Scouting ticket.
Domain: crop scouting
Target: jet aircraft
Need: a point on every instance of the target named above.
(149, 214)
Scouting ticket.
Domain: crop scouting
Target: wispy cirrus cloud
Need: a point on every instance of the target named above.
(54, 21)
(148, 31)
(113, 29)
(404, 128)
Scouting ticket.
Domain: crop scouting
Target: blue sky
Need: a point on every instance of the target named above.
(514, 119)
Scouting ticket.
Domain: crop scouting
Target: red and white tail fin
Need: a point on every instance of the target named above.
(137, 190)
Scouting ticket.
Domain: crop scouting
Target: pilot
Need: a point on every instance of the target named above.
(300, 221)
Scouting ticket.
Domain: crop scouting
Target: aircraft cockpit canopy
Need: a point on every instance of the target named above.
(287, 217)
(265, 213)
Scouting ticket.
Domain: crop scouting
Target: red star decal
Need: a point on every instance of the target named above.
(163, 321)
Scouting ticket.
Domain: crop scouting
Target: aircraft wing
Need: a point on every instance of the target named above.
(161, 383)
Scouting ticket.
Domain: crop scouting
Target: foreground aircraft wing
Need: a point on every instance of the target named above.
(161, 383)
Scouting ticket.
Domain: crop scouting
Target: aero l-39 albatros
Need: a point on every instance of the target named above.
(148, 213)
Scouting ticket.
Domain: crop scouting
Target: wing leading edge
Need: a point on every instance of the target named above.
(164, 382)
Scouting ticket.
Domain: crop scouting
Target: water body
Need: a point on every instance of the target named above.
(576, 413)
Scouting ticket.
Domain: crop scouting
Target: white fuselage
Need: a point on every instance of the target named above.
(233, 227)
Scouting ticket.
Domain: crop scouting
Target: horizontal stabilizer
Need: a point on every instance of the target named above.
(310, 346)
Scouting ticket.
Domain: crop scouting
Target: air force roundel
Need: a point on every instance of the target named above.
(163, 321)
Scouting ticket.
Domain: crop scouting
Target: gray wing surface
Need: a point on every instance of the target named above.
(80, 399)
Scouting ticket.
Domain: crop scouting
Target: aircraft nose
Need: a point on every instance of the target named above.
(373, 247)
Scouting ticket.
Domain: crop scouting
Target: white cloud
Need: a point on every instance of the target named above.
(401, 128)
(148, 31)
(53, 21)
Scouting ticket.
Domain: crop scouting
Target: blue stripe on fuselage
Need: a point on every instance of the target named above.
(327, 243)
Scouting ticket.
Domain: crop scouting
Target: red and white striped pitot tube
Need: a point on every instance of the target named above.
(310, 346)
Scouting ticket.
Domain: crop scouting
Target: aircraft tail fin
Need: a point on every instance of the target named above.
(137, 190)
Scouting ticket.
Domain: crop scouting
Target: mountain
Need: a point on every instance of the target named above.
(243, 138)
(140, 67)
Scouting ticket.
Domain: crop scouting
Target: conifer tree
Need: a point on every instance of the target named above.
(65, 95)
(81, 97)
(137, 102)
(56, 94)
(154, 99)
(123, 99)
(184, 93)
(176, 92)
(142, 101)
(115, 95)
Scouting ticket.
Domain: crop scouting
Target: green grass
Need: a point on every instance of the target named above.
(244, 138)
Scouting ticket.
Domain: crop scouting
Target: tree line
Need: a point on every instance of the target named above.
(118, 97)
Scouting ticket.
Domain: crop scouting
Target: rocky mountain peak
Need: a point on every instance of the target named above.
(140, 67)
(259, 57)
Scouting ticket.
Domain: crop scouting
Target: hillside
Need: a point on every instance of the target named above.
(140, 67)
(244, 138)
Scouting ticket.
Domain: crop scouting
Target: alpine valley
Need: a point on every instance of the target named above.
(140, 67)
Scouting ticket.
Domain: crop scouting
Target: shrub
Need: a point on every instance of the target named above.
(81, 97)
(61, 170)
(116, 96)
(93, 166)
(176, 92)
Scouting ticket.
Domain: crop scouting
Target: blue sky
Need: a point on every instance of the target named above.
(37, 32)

- EXERCISE BRIEF
For the string "mountain", go through the entries above and copy each line where it occurs.

- SOLUTION FOR THIS PROBLEM
Target: mountain
Target: rocky mountain peak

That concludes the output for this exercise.